» **PROVIDED PASSAGE**:
Sheehy, Eugene (1841–1917), priest and nationalist, was born 25 December 1841 in Broadford, Co. Limerick, first among three children of Richard Sheehy, mill owner, and Johanna Sheehy (née O'Shea). He and his brother David (qv) entered the priesthood, and were educated at St Munchin's Jesuit seminary in Limerick and later the Irish College in Paris. After his ordination (July 1868) Eugene was appointed a curate in Kilmallock, Co. Limerick, home town of the radical politician W. H. O'Sullivan (qv) and a former hotbed of republican political activity. This helped identify Sheehy with popular political causes. Unlike most bishops and clergymen, together with O'Sullivan, he supported the formation of the Irish National Land League (21 October 1879). He became a member of its central committee in Dublin but did not become prominent in the agitation till the following winter when, as president of its Kilmallock branch, he spoke at a number of league rallies. In May 1881 he achieved notoriety and earned the nickname of ‘the Land League priest’ when, despite Dublin Castle's prohibition of the event, he spoke at a league rally in Limerick city and so was imprisoned in Kilmainham jail, as part of a campaign by Clifford Lloyd (qv), RM, to paralyse local league organisation by arresting branch committees en bloc. After many protests about his imprisonment, he was ultimately released that September. Thereafter C. S. Parnell (qv) organised a short lecture tour for him and spoke alongside him at all meetings. After the suppression of the Land League and imprisonment of its leaders without trial in mid October, Sheehy was not rearrested but left for New York with T. M. Healy (qv). At the third convention of the Land League of America in Chicago (30 November–2 December 1881), he expressed strong support for the radical no-rent manifesto, despite the fact that it was denounced by the church in Ireland. Unlike other priests, he also became a champion of the Ladies’ Land League, speaking alongside Anna Parnell (qv) at a few of its meetings on returning to Ireland in May 1882.
That autumn, thanks to his Land League reputation, he was automatically made a member of the Irish National League and the leader of its Kilmallock branch, but owing to the censure of his bishop he no longer took an active part in politics. He was relocated to Bruree, Co. Limerick, in 1884, becoming its parish priest two years later. He made a rare return into public life during the autumn of 1887 when, at the request of his bishop, he supported various Munster clergymen's efforts to negate republicans' influence over the GAA. He co-chaired the Thurles GAA convention of 4 January 1888 and subsequently established his own county board of the Limerick GAA in opposition to the republican-biased, official county board.

» **WORK TO COMPLETE**: Reproduce word for word the part of the Eugene Sheehy biography that begins with "That autumn, thanks" and ends with "official county board.".

» **EXCERPTED RECORDS**:
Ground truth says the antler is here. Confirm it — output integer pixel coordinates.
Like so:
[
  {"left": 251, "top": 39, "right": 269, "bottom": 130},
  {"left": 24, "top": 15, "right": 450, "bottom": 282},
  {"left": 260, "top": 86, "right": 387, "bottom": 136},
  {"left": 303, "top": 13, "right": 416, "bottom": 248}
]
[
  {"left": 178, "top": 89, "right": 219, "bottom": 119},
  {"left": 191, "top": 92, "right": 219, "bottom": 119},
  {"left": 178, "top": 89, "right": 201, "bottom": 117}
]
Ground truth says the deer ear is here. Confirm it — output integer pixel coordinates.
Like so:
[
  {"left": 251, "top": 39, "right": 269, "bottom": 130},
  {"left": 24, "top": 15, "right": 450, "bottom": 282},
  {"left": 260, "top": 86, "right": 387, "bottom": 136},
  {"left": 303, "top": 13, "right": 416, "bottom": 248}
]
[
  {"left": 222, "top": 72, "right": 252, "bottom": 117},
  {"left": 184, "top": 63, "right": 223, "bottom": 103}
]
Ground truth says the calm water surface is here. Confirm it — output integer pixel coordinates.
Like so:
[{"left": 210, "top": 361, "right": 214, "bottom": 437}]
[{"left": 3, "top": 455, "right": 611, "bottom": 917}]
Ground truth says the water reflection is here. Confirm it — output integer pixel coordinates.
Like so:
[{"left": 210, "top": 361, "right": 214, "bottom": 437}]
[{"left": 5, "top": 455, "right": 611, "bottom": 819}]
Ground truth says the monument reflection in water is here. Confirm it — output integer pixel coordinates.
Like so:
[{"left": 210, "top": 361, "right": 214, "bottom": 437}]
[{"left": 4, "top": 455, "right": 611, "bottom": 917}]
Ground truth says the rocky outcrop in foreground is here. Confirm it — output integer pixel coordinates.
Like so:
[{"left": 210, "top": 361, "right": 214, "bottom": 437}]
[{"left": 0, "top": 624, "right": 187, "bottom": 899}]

» **OUTPUT FOR THIS EXERCISE**:
That autumn, thanks to his Land League reputation, he was automatically made a member of the Irish National League and the leader of its Kilmallock branch, but owing to the censure of his bishop he no longer took an active part in politics. He was relocated to Bruree, Co. Limerick, in 1884, becoming its parish priest two years later. He made a rare return into public life during the autumn of 1887 when, at the request of his bishop, he supported various Munster clergymen's efforts to negate republicans' influence over the GAA. He co-chaired the Thurles GAA convention of 4 January 1888 and subsequently established his own county board of the Limerick GAA in opposition to the republican-biased, official county board.